■ Text provided
The historic links between watchmakers and arms manufacturers

Detonators, ammunition and vehicle dashboards: the two sectors complemented one another for no fewer than eight centuries, during which watchmakers gradually transmuted into crucial economic players in times of war. Virtually all the major watchmaking companies collaborated with the military industry.

T

he shared history of armourers and watchmakers began with the invention of the regulator. Known as a “strobe escapement”, it developed from the roller nut, a mechanical part that was loaded when needed to release the energy stored in a crossbow. While there was still no such thing as a watchmaker strictly speaking, the period between the twelfth and fifteenth centuries gradually saw the emergence of an occupation that combined all the skills of a foundryman, blacksmith, locksmith and goldsmith. All had in common the fact of working metal. The manufacturing of arms, locks and then clocks by the same specialists gave rise to similarities. The vocabulary reveals some of these: shaft, bearing, barrel, calibre, bridge, plate, spring, hairspring, cannon pinion, screw.

■ Data listing
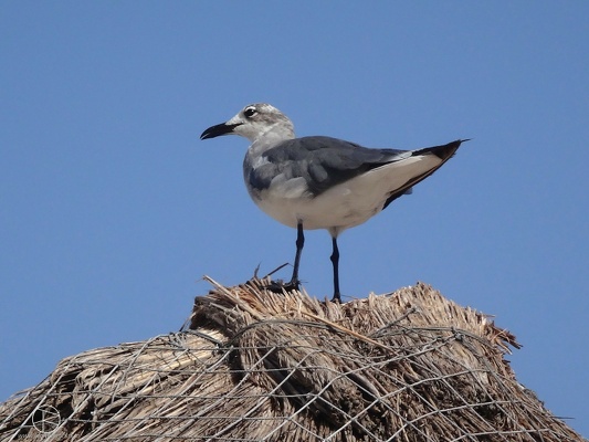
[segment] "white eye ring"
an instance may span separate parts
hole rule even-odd
[[[253,117],[255,114],[257,114],[255,107],[248,107],[243,110],[243,115],[245,115],[246,118]]]

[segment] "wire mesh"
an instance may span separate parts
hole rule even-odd
[[[188,329],[1,404],[0,441],[583,440],[517,382],[513,335],[427,285],[334,305],[212,283]]]

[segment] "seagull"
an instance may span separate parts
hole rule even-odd
[[[467,139],[417,150],[374,149],[343,139],[296,138],[294,125],[277,108],[256,103],[225,123],[206,129],[200,139],[240,135],[251,141],[243,160],[243,178],[252,200],[276,221],[296,229],[296,254],[290,283],[277,291],[298,288],[304,230],[326,229],[332,235],[334,297],[339,290],[337,238],[386,209],[424,180]]]

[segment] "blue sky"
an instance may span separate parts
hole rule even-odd
[[[292,262],[249,199],[267,102],[369,147],[473,138],[339,239],[349,297],[423,281],[524,345],[520,382],[589,436],[589,3],[2,2],[0,400],[86,349],[178,330],[207,274]],[[330,240],[301,276],[330,296]],[[290,276],[290,270],[281,273]]]

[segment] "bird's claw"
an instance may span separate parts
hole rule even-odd
[[[265,285],[264,288],[267,288],[271,292],[274,293],[283,293],[283,292],[293,292],[298,291],[301,286],[299,281],[290,281],[287,283],[277,280],[277,281],[271,281],[270,284]]]

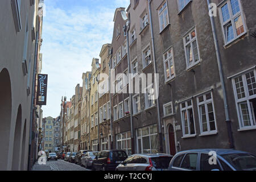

■ Written tasks
• a. Revise the passage on watchmakers and arms manufacturers between "Detonators, ammunition and" and "the military industry.", inclusive, with "Virtually" changed to "Almost".
• b. Does each statement below agree with the passage on watchmakers and arms manufacturers? Answer yes or no for each, and quote the deciding words.
(i) The two sectors complemented one another for at least eight centuries.
(ii) The strobe escapement developed from a part of the crossbow.
(iii) Only a few of the major watchmaking companies worked with the military industry.
• c. Resume the passage on watchmakers and arms manufacturers, picking up right after its last sentence.

■ Expected responses
• a.
Detonators, ammunition and vehicle dashboards: the two sectors complemented one another for no fewer than eight centuries, during which watchmakers gradually transmuted into crucial economic players in times of war. Almost all the major watchmaking companies collaborated with the military industry.

• b.
(i) Yes: "the two sectors complemented one another for no fewer than eight centuries"
(ii) Yes: "it developed from the roller nut, a mechanical part that was loaded when needed to release the energy stored in a crossbow"
(iii) No: "Virtually all the major watchmaking companies collaborated with the military industry."

• c.
The watchmaker’s strong point – versatility

In the sixteenth century, an artist could be both a clock-builder and a cannon founder, like Kaspar Brunner, the famous builder of the clock in the Bern clock tower. Soon, the different trades specialised and the division of labour set in – without, however, severing the links between armourers and watchmakers. In around 1510, Giovanni Giorgio Capobianco supplied Cardinal Matteo Schiner with an alarm clock capable of lighting a candle. Manufactured into the mid-eighteenth century, this kind of clock, which used a flintlock mechanism, is emblematic of the union between firearms and timekeeping. Besides the alarm mechanism, it also had a hammer, a powder pan and a candle. After chiming at the required time, it released the hammer, which ignited the powder, which lit the candle. In the seventeenth century, Marin Bourgeois, who is regarded as one of the inventors of the flintlock, was a supplier of arms to the French kings Henri IV and Louis XIII, and at the same time a builder of mechanical astronomical spheres. In around 1640, Pierre Bergier, an armourer and watchmaker to the king based in Grenoble, created luxury watches and weapons.

From the early nineteenth century on, the canon-méridienne à déclenchement autonome, or “self-triggering midday cannon”, was the height of fashion in both town and country. Invented in 1785 by Rousseau, a Parisian engineer of mathematical and horological instruments, this piece of apparatus allowed watches, pendulum clocks and public clocks to be set to true midday. It consisted of a miniature bronze cannon and a lens mounted on a support that could be adjusted according to the variations in the height of the sun during the year. When the sun passed through the local meridian, the sun’s rays, focused by the lens, ignited the powder.

In October 1804, the English attempted to fend off an invasion of their territory by the ships of the French fleet, moored in the port of Boulogne, by launching a kind of torpedo loaded with powder; the explosion of the torpedoes was controlled by detonators comprising watch movements.

“A way of being neutral”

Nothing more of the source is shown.